When the string "embankment" is part of a line in the data below, report the whole line.

[Stored data]
☆ ☆ ☆ ☆ ☆
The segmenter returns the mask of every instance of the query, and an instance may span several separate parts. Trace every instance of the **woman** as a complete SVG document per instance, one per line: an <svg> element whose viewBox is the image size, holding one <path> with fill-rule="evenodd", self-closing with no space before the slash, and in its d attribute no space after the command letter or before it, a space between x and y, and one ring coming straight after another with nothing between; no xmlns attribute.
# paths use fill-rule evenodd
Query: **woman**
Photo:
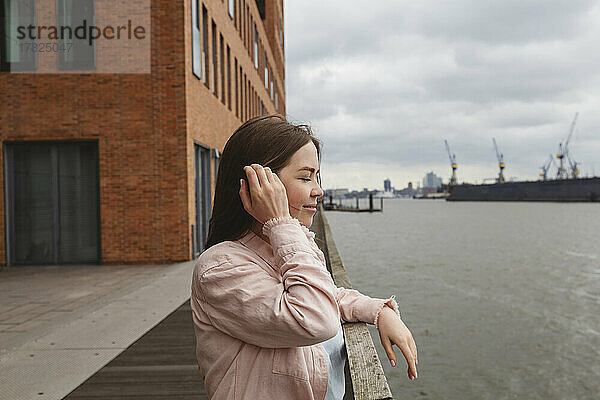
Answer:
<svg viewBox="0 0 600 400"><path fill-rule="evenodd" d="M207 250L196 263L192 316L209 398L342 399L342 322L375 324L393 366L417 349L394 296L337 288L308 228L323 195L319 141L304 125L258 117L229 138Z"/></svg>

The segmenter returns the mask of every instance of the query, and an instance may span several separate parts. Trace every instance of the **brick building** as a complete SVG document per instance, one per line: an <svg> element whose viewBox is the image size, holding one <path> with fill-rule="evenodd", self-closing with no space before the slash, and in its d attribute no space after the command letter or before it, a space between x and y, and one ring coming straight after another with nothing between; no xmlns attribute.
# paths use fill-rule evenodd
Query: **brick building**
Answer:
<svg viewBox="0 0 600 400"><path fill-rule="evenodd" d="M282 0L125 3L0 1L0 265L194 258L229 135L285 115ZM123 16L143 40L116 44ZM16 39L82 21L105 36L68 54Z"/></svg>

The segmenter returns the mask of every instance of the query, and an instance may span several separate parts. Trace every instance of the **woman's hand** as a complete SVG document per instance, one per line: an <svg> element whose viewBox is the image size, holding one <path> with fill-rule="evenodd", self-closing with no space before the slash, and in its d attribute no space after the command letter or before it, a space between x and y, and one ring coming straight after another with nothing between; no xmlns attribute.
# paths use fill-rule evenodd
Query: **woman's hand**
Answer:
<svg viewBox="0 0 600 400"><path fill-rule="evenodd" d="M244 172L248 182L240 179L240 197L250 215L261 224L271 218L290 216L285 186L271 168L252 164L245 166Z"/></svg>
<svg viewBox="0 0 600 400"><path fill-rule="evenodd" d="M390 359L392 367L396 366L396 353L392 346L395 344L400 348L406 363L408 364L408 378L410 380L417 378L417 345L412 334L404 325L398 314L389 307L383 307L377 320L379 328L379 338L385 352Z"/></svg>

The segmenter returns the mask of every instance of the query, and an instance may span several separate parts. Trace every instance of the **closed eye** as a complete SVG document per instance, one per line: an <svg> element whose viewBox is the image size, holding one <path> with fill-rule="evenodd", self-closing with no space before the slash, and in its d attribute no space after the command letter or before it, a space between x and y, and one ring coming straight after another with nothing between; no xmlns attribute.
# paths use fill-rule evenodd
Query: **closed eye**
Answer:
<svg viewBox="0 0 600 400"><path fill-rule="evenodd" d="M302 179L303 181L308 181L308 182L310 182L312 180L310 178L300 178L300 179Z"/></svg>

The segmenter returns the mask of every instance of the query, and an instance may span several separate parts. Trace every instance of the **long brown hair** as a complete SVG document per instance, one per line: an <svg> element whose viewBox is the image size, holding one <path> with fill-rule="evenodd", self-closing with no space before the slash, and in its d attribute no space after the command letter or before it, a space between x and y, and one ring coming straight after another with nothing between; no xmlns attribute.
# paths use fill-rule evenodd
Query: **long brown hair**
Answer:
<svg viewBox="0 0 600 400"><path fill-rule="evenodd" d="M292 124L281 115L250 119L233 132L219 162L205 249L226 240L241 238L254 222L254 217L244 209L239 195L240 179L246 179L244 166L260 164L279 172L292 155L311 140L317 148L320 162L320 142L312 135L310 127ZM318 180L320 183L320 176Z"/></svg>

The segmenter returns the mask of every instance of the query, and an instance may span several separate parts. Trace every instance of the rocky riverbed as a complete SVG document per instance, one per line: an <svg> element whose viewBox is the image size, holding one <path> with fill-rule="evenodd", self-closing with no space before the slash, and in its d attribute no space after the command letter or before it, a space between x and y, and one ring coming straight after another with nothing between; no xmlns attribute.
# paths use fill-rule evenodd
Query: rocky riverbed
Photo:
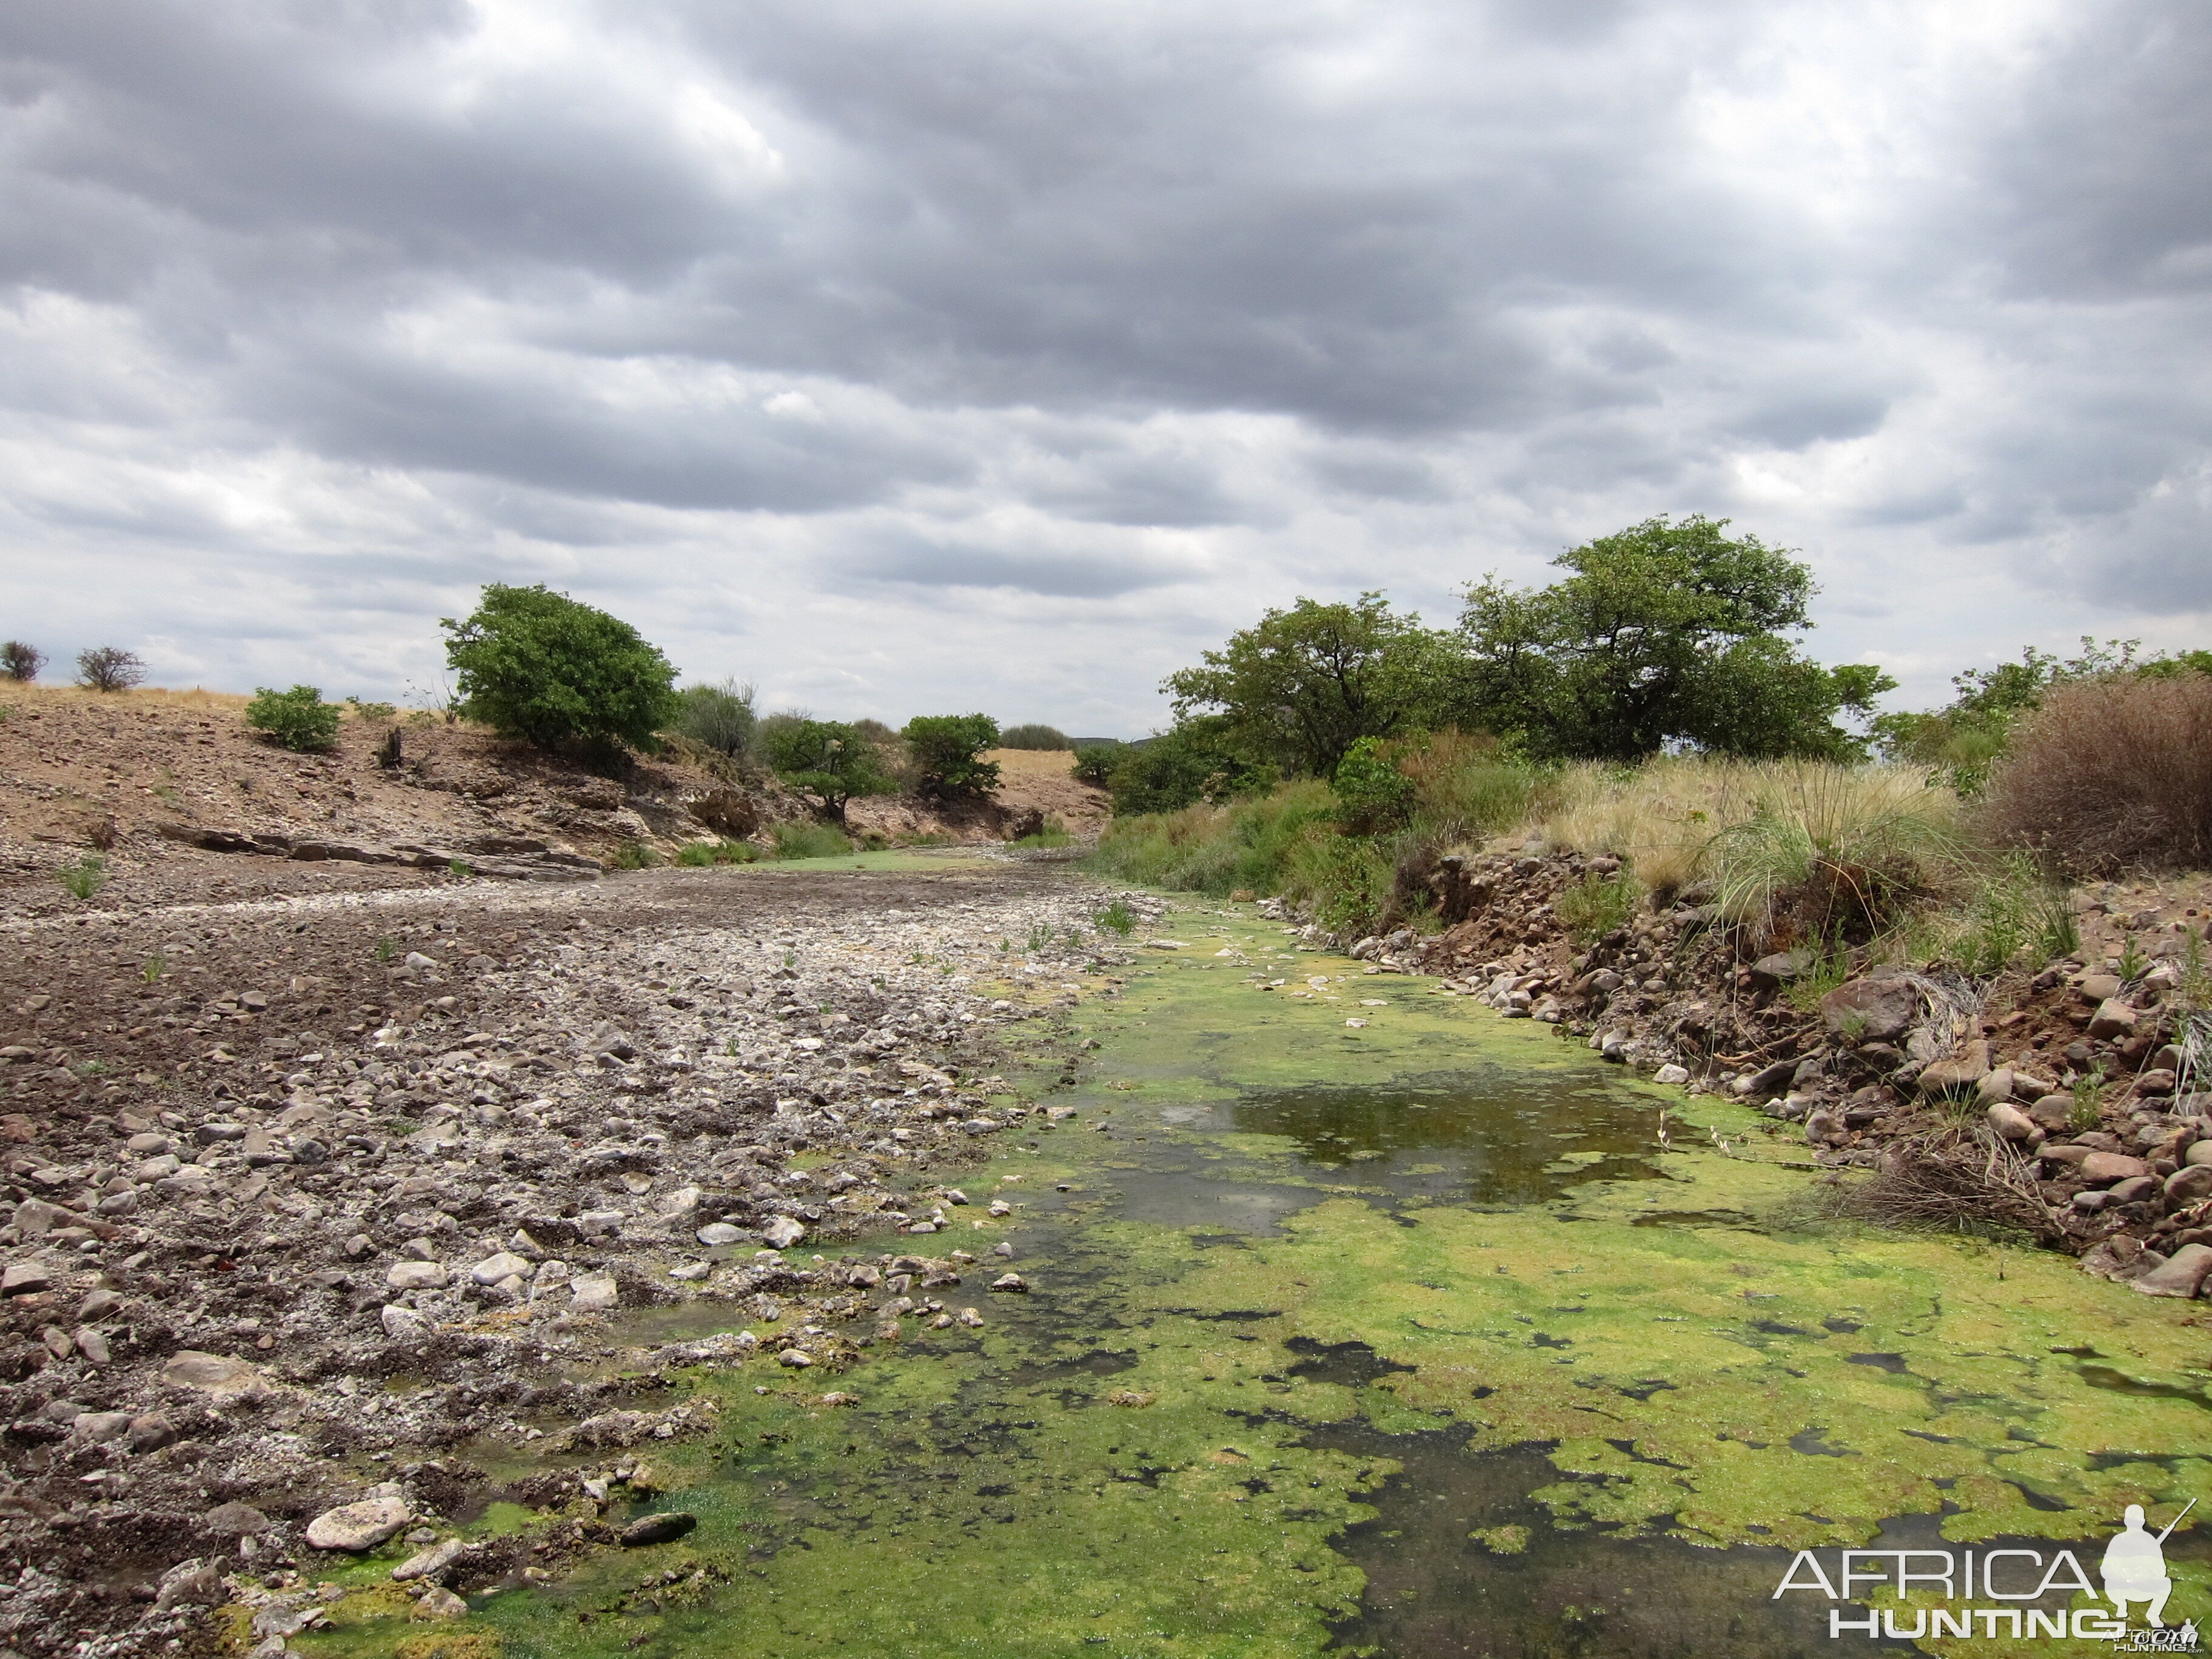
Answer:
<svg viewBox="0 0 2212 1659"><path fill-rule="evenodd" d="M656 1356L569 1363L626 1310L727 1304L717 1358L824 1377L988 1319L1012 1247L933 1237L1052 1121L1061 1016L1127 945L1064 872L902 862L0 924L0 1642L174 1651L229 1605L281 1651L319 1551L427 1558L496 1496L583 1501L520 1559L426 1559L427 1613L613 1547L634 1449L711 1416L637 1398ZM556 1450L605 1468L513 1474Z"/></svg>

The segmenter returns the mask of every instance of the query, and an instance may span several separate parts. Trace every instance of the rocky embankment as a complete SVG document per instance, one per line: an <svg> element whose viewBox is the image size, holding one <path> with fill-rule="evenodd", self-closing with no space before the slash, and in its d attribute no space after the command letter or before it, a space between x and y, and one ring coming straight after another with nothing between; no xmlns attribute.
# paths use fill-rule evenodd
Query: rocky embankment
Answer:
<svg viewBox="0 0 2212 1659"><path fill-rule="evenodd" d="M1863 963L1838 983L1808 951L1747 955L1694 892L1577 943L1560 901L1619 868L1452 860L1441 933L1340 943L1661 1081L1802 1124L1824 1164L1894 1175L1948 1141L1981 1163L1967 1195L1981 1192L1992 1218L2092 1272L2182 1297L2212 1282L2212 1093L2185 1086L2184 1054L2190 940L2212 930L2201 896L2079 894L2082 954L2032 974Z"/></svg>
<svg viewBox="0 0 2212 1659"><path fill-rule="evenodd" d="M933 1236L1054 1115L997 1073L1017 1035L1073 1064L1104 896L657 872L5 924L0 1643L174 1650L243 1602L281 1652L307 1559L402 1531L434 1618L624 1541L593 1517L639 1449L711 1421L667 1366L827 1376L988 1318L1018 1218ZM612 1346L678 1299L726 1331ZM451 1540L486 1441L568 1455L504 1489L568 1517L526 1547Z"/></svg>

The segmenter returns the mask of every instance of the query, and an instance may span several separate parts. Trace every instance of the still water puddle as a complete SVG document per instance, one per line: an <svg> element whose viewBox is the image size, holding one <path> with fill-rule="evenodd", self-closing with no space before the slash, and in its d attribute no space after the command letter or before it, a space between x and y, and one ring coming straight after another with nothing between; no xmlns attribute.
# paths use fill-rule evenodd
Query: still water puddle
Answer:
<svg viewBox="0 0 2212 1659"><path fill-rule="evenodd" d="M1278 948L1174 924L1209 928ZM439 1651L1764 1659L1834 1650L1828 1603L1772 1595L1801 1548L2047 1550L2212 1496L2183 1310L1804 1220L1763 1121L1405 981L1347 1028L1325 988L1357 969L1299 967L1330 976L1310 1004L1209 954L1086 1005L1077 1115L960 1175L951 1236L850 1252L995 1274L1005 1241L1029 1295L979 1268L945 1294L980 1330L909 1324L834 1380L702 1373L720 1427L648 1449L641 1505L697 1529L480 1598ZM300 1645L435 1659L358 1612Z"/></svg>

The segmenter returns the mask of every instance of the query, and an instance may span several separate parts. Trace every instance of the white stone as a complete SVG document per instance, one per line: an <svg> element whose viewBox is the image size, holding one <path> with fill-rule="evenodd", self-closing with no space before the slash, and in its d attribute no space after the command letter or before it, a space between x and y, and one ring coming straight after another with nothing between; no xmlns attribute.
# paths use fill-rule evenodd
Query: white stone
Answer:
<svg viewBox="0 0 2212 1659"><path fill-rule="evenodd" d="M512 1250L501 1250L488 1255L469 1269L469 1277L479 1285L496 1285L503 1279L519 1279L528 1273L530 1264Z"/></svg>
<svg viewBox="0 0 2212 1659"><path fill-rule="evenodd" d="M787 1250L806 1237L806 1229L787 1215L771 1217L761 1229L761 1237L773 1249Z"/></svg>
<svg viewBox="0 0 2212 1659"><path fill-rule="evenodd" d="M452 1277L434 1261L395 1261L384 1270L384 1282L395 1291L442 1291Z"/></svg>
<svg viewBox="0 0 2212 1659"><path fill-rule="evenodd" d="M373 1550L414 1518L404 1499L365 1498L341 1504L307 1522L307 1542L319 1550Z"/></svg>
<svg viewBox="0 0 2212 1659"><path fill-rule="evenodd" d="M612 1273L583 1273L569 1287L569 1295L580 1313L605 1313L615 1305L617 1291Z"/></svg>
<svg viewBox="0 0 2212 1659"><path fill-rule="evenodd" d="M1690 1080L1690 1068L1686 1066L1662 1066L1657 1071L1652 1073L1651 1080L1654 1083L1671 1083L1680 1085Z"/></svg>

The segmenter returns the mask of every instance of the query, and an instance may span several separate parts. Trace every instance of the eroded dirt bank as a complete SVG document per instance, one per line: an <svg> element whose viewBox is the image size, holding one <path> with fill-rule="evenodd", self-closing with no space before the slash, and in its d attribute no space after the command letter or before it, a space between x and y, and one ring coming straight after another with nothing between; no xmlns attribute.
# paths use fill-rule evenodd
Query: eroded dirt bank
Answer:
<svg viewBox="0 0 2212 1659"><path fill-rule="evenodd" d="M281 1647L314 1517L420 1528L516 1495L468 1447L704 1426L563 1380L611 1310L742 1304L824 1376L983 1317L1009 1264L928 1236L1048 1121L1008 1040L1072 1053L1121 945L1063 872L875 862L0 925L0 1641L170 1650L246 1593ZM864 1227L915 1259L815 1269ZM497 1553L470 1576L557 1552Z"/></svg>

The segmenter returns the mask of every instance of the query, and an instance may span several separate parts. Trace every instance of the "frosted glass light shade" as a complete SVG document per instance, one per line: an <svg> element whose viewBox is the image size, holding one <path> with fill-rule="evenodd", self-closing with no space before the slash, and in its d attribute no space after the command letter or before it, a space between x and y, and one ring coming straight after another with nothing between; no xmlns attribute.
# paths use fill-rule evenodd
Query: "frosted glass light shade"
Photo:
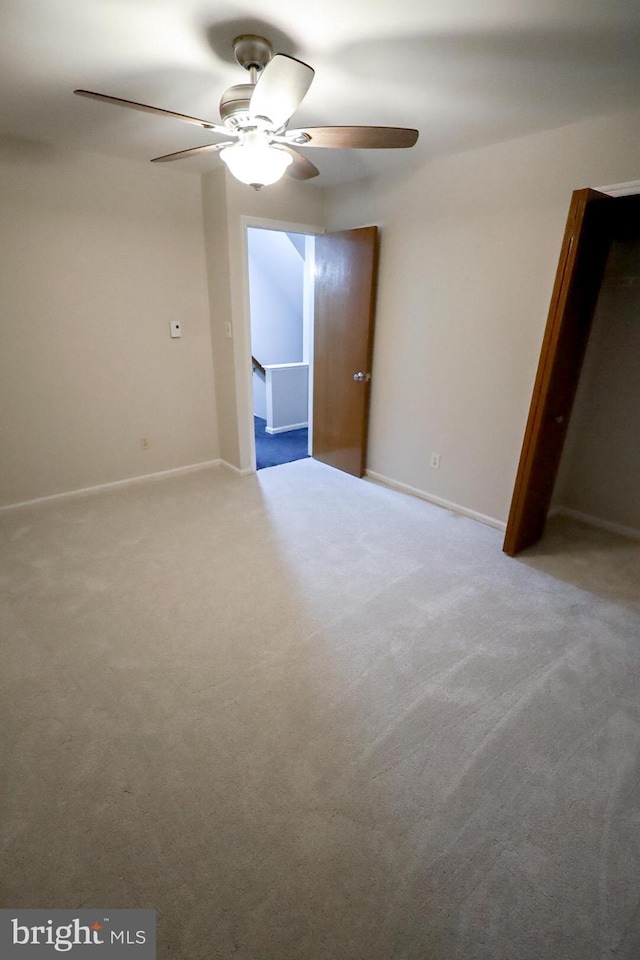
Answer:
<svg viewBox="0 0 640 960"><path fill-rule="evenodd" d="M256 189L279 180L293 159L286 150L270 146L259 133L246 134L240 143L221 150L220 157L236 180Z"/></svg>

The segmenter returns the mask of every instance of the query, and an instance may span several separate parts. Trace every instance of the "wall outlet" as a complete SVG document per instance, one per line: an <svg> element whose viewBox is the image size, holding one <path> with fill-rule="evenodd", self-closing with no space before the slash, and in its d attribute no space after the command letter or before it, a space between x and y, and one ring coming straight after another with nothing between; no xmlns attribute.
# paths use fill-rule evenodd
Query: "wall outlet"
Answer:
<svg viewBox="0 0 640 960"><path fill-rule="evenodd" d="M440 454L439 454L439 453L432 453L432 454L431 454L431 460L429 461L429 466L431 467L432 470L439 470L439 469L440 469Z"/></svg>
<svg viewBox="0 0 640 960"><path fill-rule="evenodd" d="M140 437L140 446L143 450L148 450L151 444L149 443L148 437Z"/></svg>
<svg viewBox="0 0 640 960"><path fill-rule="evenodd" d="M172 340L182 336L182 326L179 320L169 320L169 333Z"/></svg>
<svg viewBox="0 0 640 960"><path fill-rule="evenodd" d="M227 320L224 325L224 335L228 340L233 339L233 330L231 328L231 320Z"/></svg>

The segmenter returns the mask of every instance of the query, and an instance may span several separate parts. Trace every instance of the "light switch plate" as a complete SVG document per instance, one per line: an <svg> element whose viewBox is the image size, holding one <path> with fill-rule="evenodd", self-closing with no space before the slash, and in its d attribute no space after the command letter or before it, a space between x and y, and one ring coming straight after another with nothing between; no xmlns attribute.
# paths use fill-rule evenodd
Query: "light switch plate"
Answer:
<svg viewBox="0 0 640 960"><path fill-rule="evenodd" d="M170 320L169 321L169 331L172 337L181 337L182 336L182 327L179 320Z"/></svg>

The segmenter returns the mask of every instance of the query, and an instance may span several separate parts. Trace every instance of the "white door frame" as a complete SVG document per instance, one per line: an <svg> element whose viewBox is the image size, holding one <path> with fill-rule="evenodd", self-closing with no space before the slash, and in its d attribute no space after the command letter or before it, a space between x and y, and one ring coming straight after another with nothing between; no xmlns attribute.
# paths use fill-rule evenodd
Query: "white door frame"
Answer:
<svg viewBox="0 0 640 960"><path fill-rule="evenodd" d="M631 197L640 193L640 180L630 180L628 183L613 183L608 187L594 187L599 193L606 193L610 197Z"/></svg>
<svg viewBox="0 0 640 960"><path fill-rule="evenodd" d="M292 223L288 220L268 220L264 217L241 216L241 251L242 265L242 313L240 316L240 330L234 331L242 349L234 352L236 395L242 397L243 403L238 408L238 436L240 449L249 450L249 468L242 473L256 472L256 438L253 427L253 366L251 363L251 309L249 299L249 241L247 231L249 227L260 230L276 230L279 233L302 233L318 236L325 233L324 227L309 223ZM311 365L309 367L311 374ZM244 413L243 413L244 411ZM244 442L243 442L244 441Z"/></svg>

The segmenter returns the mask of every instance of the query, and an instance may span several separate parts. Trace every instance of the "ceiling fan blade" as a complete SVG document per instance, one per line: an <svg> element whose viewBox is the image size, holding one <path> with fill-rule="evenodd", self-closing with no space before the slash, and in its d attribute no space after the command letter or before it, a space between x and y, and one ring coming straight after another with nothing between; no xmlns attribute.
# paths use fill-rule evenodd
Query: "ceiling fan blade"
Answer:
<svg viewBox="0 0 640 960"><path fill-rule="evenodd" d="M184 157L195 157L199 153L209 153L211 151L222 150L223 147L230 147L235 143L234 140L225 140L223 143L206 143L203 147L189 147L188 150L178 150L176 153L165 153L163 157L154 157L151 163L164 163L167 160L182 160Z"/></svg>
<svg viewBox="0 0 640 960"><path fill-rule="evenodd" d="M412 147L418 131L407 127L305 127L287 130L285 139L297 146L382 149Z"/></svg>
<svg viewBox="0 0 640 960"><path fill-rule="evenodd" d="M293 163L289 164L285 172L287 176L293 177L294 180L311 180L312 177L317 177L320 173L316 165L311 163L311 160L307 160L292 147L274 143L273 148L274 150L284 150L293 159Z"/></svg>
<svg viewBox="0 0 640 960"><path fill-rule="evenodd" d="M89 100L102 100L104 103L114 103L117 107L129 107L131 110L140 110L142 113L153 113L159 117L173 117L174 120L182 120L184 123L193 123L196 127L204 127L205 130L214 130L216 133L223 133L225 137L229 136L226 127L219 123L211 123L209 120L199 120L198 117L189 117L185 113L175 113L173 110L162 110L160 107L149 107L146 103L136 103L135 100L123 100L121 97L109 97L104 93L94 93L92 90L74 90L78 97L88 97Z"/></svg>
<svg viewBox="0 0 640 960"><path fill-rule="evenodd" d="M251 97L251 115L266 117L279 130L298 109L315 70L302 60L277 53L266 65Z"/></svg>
☆ ☆ ☆ ☆ ☆
Solution to the exercise
The segmenter returns the mask of every instance of the query, and an instance may span several separate parts. Trace every instance of the rocky embankment as a complete SVG document per instance, one per line: an <svg> element whose viewBox is the image size, holding one <path> with fill-rule="evenodd", self-closing with no space before the slash, and in its d attribute no space after the command letter or before it, a space between x and y, and one ring coming straight after another with nothing between; no xmlns attribute.
Query: rocky embankment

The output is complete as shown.